Brief:
Go through the listing below and gather every line with the word "item".

Information given:

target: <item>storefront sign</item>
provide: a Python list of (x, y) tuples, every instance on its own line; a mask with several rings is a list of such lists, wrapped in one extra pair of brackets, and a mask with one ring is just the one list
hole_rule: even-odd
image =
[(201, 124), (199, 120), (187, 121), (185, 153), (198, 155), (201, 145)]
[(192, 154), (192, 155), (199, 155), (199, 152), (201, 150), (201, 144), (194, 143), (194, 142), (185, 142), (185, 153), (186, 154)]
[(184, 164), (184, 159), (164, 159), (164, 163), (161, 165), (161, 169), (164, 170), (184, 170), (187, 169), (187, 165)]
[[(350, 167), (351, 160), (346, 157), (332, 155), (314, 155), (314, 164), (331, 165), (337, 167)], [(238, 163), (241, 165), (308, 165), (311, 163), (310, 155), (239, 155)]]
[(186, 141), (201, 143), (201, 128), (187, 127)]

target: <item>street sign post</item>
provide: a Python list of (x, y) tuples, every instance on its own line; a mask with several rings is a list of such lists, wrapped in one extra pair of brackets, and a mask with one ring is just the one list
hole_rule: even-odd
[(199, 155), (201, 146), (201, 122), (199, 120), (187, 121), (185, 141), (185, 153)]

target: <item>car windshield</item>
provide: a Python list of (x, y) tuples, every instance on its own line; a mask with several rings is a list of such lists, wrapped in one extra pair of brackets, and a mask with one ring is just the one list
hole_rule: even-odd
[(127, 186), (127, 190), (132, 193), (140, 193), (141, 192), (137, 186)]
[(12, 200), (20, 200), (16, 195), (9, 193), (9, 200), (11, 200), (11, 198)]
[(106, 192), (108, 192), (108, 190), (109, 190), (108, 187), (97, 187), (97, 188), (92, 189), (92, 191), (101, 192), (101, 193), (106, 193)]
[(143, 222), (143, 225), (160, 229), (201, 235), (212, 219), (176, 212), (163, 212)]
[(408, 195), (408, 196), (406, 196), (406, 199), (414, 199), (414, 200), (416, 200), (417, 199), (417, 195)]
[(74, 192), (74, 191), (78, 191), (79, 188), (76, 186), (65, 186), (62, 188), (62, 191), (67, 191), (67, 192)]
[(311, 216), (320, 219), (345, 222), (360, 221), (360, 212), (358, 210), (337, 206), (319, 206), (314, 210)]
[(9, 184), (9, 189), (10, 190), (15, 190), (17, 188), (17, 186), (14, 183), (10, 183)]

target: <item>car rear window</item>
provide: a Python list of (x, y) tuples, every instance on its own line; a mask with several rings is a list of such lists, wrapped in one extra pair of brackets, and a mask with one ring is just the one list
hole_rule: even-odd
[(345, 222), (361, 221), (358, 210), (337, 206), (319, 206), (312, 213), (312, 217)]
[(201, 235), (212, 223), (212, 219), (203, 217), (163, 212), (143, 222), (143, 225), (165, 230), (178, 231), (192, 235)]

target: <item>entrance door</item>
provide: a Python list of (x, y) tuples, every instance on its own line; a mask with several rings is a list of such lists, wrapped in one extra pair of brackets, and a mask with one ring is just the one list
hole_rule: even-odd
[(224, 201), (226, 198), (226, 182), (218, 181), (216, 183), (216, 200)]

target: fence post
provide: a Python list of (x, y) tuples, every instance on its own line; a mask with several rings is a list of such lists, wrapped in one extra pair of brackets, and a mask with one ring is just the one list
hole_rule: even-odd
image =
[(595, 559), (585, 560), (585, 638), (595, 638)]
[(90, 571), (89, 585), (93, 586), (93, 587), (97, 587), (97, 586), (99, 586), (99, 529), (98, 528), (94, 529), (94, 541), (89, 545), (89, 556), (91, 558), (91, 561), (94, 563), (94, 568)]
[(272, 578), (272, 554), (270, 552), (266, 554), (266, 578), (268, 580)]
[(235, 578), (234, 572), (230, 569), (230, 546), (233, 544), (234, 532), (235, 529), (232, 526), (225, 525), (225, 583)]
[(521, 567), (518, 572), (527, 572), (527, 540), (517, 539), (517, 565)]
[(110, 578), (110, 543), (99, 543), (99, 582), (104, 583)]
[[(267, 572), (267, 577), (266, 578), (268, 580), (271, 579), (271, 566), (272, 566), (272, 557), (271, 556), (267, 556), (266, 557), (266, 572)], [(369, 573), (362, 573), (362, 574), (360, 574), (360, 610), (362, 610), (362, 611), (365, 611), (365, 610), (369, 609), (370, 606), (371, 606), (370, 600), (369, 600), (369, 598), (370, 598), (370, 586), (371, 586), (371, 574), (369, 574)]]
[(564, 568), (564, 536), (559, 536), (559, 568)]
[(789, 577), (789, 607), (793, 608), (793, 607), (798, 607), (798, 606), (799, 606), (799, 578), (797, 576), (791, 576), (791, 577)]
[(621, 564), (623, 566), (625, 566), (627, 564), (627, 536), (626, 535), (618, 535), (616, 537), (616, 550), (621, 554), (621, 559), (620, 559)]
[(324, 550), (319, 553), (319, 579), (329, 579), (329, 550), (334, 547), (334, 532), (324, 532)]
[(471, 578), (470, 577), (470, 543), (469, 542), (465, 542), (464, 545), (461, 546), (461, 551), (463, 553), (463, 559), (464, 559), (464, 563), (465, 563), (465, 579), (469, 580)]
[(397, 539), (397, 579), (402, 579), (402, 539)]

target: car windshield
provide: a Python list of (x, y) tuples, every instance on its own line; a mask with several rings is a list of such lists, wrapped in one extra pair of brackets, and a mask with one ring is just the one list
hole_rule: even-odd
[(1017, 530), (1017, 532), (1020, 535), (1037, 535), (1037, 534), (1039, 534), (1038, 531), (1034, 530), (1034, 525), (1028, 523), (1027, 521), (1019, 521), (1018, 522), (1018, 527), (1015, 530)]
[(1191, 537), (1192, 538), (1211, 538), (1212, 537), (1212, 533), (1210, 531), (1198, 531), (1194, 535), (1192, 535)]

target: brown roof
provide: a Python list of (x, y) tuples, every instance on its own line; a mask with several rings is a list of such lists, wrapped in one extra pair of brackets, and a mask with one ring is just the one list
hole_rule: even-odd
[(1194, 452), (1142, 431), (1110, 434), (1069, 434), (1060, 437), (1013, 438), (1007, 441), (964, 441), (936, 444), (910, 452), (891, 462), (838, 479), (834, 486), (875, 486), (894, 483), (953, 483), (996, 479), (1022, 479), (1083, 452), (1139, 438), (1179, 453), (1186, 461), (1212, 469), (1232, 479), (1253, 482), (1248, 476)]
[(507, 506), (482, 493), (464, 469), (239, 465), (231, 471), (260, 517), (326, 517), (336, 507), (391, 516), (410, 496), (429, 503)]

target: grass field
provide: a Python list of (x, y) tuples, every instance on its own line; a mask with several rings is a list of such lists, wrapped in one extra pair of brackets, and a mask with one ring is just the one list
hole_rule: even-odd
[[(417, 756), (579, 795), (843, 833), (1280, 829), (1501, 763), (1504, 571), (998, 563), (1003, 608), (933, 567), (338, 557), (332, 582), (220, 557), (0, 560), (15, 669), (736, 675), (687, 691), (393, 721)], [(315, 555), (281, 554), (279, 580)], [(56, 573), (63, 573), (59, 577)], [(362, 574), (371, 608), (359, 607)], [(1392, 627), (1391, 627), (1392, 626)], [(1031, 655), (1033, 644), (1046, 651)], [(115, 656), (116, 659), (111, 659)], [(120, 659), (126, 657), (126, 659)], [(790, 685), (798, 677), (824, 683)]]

Task response:
target: <item>storefront sign</item>
target: <item>street sign post</item>
target: <item>car windshield</item>
target: <item>car rear window</item>
target: <item>entrance door</item>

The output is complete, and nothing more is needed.